## SET EXERCISE A
Answer these questions using the WorldAlphabets page:
(i) What command installs the package?
(ii) Which script does load_alphabet use when no script is given?
(iii) Which language code is loaded with the "Arab" script?
## SET EXERCISE B
Translate this sentence from the WorldAlphabets page into French: "A tool to access alphabets of the world with Python and Node interfaces."
## SET EXERCISE C
Continue the WorldAlphabets page from the point where it ends.

## EXCERPTED PASSAGE
• • •

Skip to main content

No project description provided

Project description

WorldAlphabets

A tool to access alphabets of the world with Python and Node interfaces.

Usage

Python

Install the package:

pip install worldalphabets

To load the data in Python (omitting script uses the first script listed):

from worldalphabets import get_available_codes, get_scripts, load_alphabet

codes = get_available_codes()
print("Loaded", len(codes), "alphabets")

alphabet = load_alphabet("en")  # defaults to first script (Latn)
print("English uppercase:", alphabet.uppercase[:5])
print("English digits:", alphabet.digits)

scripts = get_scripts("mr")
print("Marathi scripts:", scripts)

alphabet_mr = load_alphabet("mr", script=scripts[0])
print("Marathi uppercase:", alphabet_mr.uppercase[:5])
print("Marathi frequency for 'a':", alphabet_mr.frequency["a"])

# Example with Arabic digits
alphabet_ar = load_alphabet("ar", "Arab")
print("Arabic digits:", alphabet_ar.digits)

• • •

Stored items from a collection:
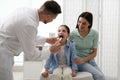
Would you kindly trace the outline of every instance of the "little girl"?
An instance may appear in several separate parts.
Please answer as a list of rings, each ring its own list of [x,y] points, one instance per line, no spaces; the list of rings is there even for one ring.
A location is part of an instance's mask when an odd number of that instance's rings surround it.
[[[71,76],[71,80],[76,76],[77,65],[73,63],[76,58],[75,46],[68,40],[69,34],[70,29],[67,25],[61,25],[58,28],[61,48],[47,59],[45,71],[42,73],[44,78],[48,77],[49,73],[64,78],[64,80],[68,80],[67,76]]]

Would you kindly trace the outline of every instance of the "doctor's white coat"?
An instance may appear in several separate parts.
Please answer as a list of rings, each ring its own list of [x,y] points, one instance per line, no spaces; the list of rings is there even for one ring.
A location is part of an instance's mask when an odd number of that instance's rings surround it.
[[[13,57],[22,51],[27,60],[41,60],[49,56],[49,50],[46,50],[48,54],[44,54],[35,47],[36,41],[43,45],[46,40],[37,37],[38,26],[38,12],[30,8],[20,8],[3,21],[0,26],[0,80],[12,80]]]

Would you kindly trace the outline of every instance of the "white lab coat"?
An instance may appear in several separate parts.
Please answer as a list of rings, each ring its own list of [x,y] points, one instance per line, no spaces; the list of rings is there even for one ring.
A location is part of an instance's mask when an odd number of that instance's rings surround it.
[[[3,21],[0,26],[0,80],[13,80],[13,57],[22,51],[27,60],[49,56],[49,50],[41,52],[34,45],[36,41],[41,45],[45,43],[45,38],[36,37],[38,25],[38,12],[30,8],[20,8]]]

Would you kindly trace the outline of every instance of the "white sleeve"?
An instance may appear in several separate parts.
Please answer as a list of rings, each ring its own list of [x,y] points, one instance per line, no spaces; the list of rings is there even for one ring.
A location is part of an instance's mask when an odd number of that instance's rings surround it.
[[[36,37],[36,44],[44,45],[46,42],[46,38],[42,36],[37,36]]]
[[[20,30],[16,30],[16,34],[20,45],[25,54],[26,60],[42,60],[48,58],[50,55],[49,49],[39,51],[35,47],[35,41],[37,36],[37,29],[33,26],[19,26]],[[43,41],[44,42],[44,41]]]

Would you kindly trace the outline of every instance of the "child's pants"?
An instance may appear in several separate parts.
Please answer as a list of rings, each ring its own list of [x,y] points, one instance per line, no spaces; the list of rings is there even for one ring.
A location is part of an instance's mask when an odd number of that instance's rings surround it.
[[[72,80],[72,70],[66,65],[60,65],[53,71],[53,75],[61,77],[63,80]]]

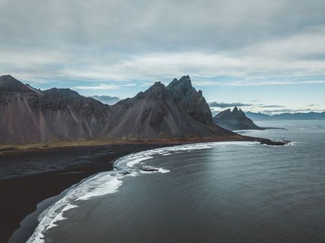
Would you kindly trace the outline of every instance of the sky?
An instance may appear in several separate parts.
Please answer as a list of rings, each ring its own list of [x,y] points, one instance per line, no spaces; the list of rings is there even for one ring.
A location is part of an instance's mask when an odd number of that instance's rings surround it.
[[[322,112],[324,12],[324,0],[0,0],[0,75],[125,99],[189,75],[215,111]]]

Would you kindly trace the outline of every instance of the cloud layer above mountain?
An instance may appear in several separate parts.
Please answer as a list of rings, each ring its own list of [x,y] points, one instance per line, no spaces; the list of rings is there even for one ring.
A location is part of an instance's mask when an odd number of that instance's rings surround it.
[[[1,0],[0,73],[123,97],[186,74],[202,89],[324,87],[324,12],[322,0]]]

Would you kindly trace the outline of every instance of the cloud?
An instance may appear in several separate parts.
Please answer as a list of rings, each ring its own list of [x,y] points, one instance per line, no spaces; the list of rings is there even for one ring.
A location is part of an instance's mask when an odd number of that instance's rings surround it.
[[[99,84],[98,86],[75,86],[73,88],[76,90],[119,90],[121,88],[120,86],[116,84]]]
[[[261,112],[267,114],[275,114],[281,113],[297,113],[297,112],[323,112],[325,110],[323,109],[276,109],[276,110],[265,110]]]
[[[258,107],[261,108],[282,108],[285,107],[283,105],[258,105],[257,106]]]
[[[324,12],[322,0],[2,0],[0,73],[103,84],[80,90],[187,74],[199,87],[323,84]]]
[[[242,106],[252,106],[253,104],[246,104],[243,103],[218,103],[218,102],[210,102],[210,107],[220,107],[220,108],[227,108],[227,107],[233,107],[234,106],[242,107]]]
[[[95,99],[97,99],[101,103],[107,105],[114,105],[115,103],[121,101],[119,97],[110,97],[108,95],[93,95],[91,97]]]

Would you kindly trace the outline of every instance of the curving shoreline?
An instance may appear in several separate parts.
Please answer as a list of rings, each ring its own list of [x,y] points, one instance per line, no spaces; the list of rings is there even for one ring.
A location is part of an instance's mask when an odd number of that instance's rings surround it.
[[[151,149],[166,146],[197,143],[202,142],[250,141],[259,142],[267,145],[285,145],[288,142],[275,142],[269,139],[256,138],[248,136],[234,136],[232,140],[208,140],[199,141],[147,141],[146,143],[115,144],[108,145],[72,146],[56,147],[36,147],[26,149],[5,149],[1,152],[1,162],[10,164],[15,161],[16,166],[27,166],[31,160],[40,161],[37,166],[30,166],[32,169],[16,173],[15,168],[10,171],[5,170],[4,175],[0,176],[0,189],[8,195],[6,200],[0,203],[1,225],[3,232],[0,238],[1,242],[6,242],[12,235],[19,224],[28,215],[35,212],[36,205],[47,199],[55,196],[62,191],[77,183],[84,178],[101,171],[113,169],[112,162],[129,153],[139,152]],[[99,156],[98,156],[99,155]],[[60,164],[61,160],[67,160]],[[19,161],[17,163],[16,161]],[[69,162],[71,163],[69,163]],[[2,166],[0,162],[0,166]],[[1,166],[2,167],[2,166]],[[28,167],[28,166],[27,166]],[[45,171],[44,171],[45,170]],[[55,181],[55,183],[53,183]],[[14,194],[12,192],[15,192]],[[21,202],[23,201],[23,207]],[[38,215],[36,215],[38,216]],[[29,224],[33,226],[21,227],[16,231],[12,242],[27,240],[32,230],[37,225],[37,217],[29,219]],[[19,239],[19,240],[18,240]]]
[[[0,242],[8,242],[19,228],[21,221],[36,210],[38,203],[60,194],[83,179],[99,172],[112,170],[112,162],[119,157],[165,146],[156,144],[75,146],[3,153],[0,155],[0,166],[5,168],[10,163],[13,166],[11,170],[2,170],[0,177],[0,190],[5,195],[5,199],[0,201]],[[31,163],[32,158],[37,160],[37,166]],[[66,162],[62,164],[62,160]],[[16,175],[15,171],[23,165],[34,168]],[[37,225],[37,216],[28,222],[34,225],[32,227],[21,229],[15,233],[16,240],[13,242],[28,239]]]

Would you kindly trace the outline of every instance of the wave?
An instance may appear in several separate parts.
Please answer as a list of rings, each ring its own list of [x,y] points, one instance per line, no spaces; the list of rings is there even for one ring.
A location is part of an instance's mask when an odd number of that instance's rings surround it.
[[[253,146],[258,142],[216,142],[189,144],[154,149],[132,153],[117,159],[115,170],[100,172],[72,186],[56,203],[49,207],[38,217],[38,225],[27,242],[44,242],[45,233],[57,226],[58,221],[67,219],[64,214],[78,207],[82,201],[102,196],[118,191],[125,176],[136,177],[141,174],[167,173],[169,170],[144,165],[155,155],[168,155],[172,153],[208,149],[228,145]]]

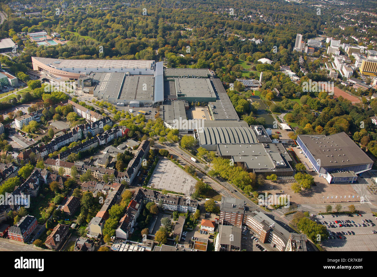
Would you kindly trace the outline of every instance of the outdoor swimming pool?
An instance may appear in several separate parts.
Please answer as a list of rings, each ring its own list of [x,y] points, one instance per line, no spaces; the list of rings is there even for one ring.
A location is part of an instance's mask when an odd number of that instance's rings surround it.
[[[38,35],[38,36],[36,36],[35,37],[31,37],[33,39],[34,39],[34,40],[40,40],[40,39],[43,38],[45,38],[46,37],[46,36],[45,36],[45,35],[44,35],[44,36],[43,36],[43,35]]]
[[[48,42],[51,45],[56,45],[58,44],[58,43],[57,43],[56,41],[52,40],[48,40],[47,42]]]

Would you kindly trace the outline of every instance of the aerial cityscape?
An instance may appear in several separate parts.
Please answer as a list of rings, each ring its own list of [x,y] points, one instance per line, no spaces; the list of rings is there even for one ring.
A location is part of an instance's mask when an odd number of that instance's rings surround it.
[[[0,251],[377,251],[376,23],[373,1],[2,2]]]

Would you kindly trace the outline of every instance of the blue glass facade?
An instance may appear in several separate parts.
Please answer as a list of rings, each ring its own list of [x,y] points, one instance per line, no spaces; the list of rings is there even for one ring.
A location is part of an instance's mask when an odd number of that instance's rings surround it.
[[[354,165],[346,167],[339,167],[337,168],[329,168],[321,167],[317,163],[317,160],[314,159],[314,157],[311,155],[311,153],[309,151],[309,150],[308,149],[307,147],[305,144],[302,142],[302,141],[301,140],[299,137],[297,137],[296,141],[297,144],[300,145],[300,147],[302,149],[302,152],[305,154],[307,157],[308,157],[308,158],[309,159],[309,160],[310,161],[310,162],[311,162],[312,164],[313,165],[316,171],[321,174],[325,174],[325,176],[327,174],[328,172],[332,172],[334,171],[338,171],[339,170],[352,171],[354,171],[355,173],[357,173],[357,172],[359,172],[360,171],[370,169],[372,168],[372,166],[373,165],[372,163],[371,163],[362,164],[359,165]]]

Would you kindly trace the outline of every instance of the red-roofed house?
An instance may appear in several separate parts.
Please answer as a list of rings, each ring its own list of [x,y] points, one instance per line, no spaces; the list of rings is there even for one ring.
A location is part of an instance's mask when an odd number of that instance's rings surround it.
[[[208,219],[202,219],[201,225],[200,227],[201,230],[208,232],[213,232],[216,226],[215,221]]]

• • •

## FINAL ANSWER A
(i) pip install worldalphabets
(ii) The first script listed for that language (Latn for English).
(iii) "ar"

## FINAL ANSWER B
Un outil pour accéder aux alphabets du monde avec des interfaces Python et Node.

## FINAL ANSWER C
Node.js

From npm

Install the package from npm:

npm install worldalphabets

Then, you can use the functions in your project:

const {
  getUppercase,
  getLowercase,
  getFrequency,
  getDigits,
  getAvailableCodes,
  getScripts,
} = require('worldalphabets');

async function main() {
  const codes = await getAvailableCodes();
  console.log('Available codes (first 5):', codes.slice(0, 5));

  const scriptsSr = await getScripts('sr');
  console.log('Serbian scripts:', scriptsSr);

  const uppercaseSr = await getUppercase('sr', scriptsSr[0]);
  console.log('Serbian uppercase:', uppercaseSr);

  const lowercaseFr = await getLowercase('fr');
  console.log('French lowercase:', lowercaseFr);

  const frequencyDe = await getFrequency('de');
  console.log('German frequency for "a":', frequencyDe['a']);

  const digitsAr = await getDigits('ar', 'Arab');
  console.log('Arabic digits:', digitsAr);
}

main();

TypeScript projects receive typings automatically via index.d.ts.

Local Usage

If you have cloned the repository, you can use the module directly:

const { getUppercase } = require('./index');

async function main() {
    const uppercaseSr = await getUppercase('sr', 'Latn');
    console.log('Serbian Latin uppercase:', uppercaseSr);
}

main();

Examples

The examples/ directory contains small scripts demonstrating the library:

  • examples/python/ holds Python snippets for printing alphabets, collecting stats, listing scripts, and more.
  • examples/node/ includes similar examples for Node.js.

Audio Samples

Audio recordings are stored under data/audio/ and named {langcode}_{engine}_{voiceid}.wav. Available voices are listed in data/audio/index.json.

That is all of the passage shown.